▶ _What needs to be done_: Only lines containing the word "exact" are needed; pull them out of the material.

- Opening Delimiter -

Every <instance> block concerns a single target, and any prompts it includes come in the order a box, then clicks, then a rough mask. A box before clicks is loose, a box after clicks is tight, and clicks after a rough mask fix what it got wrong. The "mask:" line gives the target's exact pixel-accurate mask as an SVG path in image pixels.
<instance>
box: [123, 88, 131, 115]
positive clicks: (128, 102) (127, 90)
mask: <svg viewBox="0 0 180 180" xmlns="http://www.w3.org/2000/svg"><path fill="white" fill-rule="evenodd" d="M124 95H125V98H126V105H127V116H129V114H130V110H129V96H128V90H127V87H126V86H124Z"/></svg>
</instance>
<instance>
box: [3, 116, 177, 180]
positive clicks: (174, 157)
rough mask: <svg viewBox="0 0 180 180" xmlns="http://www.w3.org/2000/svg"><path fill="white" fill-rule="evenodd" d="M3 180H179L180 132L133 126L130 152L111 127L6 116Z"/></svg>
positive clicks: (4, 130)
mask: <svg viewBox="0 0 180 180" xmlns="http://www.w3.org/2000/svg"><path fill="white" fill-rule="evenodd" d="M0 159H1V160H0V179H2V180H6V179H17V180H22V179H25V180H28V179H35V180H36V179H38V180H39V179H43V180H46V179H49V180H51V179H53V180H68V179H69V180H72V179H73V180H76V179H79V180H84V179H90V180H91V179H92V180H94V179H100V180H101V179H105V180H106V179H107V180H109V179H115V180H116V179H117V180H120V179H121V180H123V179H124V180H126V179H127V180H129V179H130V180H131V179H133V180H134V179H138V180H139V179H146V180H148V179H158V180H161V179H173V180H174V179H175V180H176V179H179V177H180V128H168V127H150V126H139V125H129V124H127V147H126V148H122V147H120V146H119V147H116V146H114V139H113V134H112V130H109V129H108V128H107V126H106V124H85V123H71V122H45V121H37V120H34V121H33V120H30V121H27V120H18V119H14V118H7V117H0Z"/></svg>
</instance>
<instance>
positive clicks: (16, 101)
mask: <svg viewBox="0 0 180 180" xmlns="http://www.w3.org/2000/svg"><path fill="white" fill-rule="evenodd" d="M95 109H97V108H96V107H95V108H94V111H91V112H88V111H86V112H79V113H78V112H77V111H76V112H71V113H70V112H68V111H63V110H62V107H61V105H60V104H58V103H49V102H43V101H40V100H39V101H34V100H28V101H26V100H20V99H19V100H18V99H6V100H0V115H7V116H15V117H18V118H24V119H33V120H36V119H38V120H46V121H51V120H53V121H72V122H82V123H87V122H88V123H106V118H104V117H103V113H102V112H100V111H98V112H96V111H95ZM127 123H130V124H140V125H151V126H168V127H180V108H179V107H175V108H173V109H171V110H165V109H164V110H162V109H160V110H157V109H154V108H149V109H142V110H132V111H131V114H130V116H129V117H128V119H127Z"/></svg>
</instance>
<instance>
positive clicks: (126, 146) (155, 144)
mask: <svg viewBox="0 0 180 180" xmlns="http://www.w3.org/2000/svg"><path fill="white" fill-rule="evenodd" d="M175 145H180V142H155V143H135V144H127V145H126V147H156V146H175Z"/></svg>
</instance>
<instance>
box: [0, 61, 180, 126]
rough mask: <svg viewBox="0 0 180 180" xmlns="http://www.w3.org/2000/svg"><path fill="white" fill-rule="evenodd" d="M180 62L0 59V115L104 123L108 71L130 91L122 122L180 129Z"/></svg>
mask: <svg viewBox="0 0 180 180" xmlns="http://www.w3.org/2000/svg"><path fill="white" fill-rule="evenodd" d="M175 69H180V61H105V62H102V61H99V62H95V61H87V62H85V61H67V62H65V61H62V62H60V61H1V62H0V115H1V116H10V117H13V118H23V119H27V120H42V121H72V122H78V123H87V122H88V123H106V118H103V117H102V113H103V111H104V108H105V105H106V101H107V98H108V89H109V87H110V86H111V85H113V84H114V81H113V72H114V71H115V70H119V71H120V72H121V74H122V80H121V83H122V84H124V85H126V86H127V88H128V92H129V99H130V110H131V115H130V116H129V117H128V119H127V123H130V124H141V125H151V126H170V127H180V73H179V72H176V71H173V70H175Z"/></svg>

- Closing Delimiter -
- Opening Delimiter -

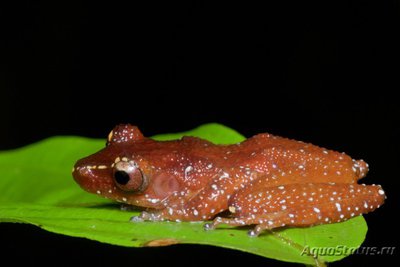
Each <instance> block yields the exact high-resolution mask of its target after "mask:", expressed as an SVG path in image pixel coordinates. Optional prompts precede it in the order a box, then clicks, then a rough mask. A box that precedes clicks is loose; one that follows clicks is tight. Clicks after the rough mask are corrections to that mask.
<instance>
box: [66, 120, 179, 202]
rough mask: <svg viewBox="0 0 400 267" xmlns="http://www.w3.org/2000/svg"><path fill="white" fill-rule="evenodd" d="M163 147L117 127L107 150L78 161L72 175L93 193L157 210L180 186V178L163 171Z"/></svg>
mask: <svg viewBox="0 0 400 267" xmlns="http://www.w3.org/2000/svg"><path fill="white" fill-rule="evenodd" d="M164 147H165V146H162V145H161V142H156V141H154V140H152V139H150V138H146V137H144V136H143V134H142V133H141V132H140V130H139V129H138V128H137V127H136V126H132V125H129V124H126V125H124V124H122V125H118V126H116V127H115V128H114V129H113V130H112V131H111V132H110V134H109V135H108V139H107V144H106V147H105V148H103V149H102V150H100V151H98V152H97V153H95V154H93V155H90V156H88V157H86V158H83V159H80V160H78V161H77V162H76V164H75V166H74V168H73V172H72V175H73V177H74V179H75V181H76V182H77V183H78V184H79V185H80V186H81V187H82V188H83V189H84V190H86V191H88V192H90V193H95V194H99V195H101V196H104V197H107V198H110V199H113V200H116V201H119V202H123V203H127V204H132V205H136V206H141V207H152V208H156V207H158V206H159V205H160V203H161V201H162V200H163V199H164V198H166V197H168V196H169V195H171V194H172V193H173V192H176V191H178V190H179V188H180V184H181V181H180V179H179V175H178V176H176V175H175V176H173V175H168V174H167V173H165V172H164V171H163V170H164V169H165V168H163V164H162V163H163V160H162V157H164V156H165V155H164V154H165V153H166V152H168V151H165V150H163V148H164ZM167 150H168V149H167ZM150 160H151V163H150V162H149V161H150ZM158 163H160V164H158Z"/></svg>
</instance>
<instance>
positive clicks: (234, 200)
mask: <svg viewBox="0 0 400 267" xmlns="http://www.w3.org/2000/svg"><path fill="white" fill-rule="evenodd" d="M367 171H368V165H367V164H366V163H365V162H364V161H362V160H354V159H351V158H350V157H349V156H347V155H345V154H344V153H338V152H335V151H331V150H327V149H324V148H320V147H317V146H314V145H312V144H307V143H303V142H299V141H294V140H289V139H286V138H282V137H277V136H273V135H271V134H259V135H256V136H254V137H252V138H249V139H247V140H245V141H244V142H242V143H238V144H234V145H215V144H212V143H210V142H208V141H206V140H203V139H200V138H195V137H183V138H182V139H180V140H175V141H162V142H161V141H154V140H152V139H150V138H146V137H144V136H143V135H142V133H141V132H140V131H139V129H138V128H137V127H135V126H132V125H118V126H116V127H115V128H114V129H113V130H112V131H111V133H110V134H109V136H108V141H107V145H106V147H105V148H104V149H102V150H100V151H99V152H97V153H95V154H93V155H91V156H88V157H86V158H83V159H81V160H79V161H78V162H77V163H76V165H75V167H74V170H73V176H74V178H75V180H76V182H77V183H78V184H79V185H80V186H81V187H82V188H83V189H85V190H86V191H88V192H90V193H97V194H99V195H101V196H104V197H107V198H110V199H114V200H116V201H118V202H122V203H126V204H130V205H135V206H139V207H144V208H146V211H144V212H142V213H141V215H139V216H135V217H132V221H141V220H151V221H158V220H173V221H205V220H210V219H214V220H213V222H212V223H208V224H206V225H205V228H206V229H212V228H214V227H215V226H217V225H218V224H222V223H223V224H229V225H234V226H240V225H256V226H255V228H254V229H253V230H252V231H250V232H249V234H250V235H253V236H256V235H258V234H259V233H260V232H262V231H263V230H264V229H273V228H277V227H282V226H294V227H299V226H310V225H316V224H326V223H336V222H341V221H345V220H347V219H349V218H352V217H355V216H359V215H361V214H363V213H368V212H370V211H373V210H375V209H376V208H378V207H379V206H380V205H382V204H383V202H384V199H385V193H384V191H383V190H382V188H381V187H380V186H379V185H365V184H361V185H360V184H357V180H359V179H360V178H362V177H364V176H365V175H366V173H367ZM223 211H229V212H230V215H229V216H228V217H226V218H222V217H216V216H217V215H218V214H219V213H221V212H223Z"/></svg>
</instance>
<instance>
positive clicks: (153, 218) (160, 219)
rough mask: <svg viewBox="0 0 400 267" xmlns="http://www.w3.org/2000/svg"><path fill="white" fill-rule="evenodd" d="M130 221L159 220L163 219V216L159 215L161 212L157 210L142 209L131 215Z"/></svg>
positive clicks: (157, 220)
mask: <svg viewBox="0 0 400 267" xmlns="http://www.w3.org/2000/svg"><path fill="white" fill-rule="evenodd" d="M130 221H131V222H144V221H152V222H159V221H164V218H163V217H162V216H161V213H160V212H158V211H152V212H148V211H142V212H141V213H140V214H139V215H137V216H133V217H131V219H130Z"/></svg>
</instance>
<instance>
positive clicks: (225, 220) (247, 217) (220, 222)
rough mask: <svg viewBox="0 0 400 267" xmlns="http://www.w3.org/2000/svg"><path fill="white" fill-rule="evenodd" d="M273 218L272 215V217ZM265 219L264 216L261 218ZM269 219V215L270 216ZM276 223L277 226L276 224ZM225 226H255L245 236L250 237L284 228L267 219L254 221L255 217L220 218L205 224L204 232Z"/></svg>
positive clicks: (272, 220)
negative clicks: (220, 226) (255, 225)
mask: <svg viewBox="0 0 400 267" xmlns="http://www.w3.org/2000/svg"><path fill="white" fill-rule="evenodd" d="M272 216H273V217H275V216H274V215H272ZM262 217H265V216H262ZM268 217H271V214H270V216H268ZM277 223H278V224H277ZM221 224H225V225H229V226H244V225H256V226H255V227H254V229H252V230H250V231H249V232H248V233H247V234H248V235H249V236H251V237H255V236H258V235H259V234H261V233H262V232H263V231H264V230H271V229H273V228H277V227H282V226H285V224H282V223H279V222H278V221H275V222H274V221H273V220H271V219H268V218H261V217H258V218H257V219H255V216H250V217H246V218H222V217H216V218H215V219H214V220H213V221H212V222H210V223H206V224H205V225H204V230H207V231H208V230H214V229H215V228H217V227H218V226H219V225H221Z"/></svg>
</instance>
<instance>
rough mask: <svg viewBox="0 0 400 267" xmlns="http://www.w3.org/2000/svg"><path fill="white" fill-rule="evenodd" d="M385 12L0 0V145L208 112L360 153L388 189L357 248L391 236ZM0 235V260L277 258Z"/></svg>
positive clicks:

- Closing Delimiter -

▶ _Expected output_:
Every <instance> block concerns a single target, and any prompts it includes come in the order a box, then clicks, then a rough mask. A box before clicks is loose, a box after clicks is tight, and clicks after a rough mask fix what it got wrong. The "mask:" line gives the target's exact pixel-accurate mask as an SVG path in image pixels.
Each <instance> block yields the exact high-resolution mask of its target after "mask:", expressed as an SVG path in image pixel coordinates. Optional prompts precede it in the order a box, then clicks, then a rough mask. A box that precedes clicks is loose; one that follows clicks is tight. Clicks after the rough mask are corrections to that mask.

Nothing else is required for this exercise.